Please retype all of the following entries exactly.

[Extracted records]

────────

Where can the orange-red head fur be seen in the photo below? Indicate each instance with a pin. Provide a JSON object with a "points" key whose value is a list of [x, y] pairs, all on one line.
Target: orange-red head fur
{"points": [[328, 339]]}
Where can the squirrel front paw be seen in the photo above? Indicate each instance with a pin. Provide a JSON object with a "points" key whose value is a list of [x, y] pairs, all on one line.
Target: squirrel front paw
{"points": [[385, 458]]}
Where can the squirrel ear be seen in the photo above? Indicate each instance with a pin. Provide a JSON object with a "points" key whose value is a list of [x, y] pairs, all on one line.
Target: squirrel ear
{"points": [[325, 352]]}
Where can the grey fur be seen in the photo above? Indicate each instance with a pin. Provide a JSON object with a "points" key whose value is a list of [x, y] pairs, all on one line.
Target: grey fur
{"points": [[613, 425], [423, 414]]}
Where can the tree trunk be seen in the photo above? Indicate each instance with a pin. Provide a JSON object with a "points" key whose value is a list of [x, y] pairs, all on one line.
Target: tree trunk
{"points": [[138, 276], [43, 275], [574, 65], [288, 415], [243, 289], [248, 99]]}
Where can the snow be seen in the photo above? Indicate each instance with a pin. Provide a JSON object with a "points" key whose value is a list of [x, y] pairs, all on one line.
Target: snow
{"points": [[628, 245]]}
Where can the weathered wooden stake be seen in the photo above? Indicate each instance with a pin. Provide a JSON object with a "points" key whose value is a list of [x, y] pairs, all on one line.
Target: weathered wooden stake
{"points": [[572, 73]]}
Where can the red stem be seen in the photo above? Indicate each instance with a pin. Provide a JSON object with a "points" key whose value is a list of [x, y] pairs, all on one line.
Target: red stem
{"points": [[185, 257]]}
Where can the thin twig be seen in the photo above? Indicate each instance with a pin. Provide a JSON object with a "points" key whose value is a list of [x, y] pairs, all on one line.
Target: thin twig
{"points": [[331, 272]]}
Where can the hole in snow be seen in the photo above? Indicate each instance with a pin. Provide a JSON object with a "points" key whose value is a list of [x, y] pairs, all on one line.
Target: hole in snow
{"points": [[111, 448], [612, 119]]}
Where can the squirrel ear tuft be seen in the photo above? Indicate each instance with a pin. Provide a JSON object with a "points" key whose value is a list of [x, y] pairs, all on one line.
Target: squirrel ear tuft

────────

◆ **OUTPUT FOR THIS TASK**:
Where can the orange-red head fur be seen in the photo below? Indicate each instance with a pin. Provide a JSON object with a "points" key whose value is a list of [x, y] pairs, all on one line.
Target: orange-red head fur
{"points": [[328, 339]]}
Where can the squirrel front paw be seen in the photo above? Indicate each instance with a pin. Provide a JSON object with a "points" key whose value is a list of [x, y] pairs, all on one line.
Target: squirrel front paw
{"points": [[385, 458]]}
Where can the squirrel ear be seen in the photo above? Indicate each instance with a pin. Provide a JSON object with a "points" key whose value is a list of [x, y] pairs, all on one line.
Target: squirrel ear
{"points": [[325, 352]]}
Where can the grey fur be seen in the photo above? Indicate each instance with a pin. Provide a JSON object with a "points" key whose value is a list of [x, y] pairs, all on one line.
Target: grey fur
{"points": [[613, 425], [423, 414]]}
Where can the tree trunk be seen in the photo above? Indicate each instance with a pin. Provide a JSON object with a "points" key whose value is a list of [x, y] pairs, all on one line.
Target: tree trunk
{"points": [[138, 276], [43, 275], [574, 65], [288, 415], [243, 289], [248, 99]]}
Where can the snow be seen in the photo above? Indicate each instance with a pin. Provide a JSON object with a "points" key whose value is a list of [x, y] pairs, all on one line.
Target: snow
{"points": [[628, 245]]}
Where can the weathered wooden stake be seen in the photo above? Indicate each instance with a pin. Provide a JSON object with a "points" key whose value is a list of [x, y] pairs, all on one line.
Target: weathered wooden stake
{"points": [[572, 73]]}
Where can the red stem be seen in the photo above? Indicate each instance with a pin. Provide a JSON object with a "points" key whose value is a list of [x, y] pairs, all on one line.
Target: red stem
{"points": [[185, 257]]}
Where can the thin twig be seen in the photo above? Indicate each instance with a pin. Provide a JSON object with a "points" key whose value is a list of [x, y] pairs, all on one line.
Target: thin twig
{"points": [[331, 272]]}
Where can the hole in snow be seen in the photo above? Indicate each instance with a pin. Provide a JSON object with a "points" key whose value is a list of [x, y] pairs, all on one line.
Target: hole in snow
{"points": [[111, 448], [612, 119]]}
Where can the squirrel ear tuft be seen in the photo above? Indicate each instance with a pin. Provide a JSON object with a "points" key whose value is a list of [x, y] pairs, all on one line.
Target: squirrel ear tuft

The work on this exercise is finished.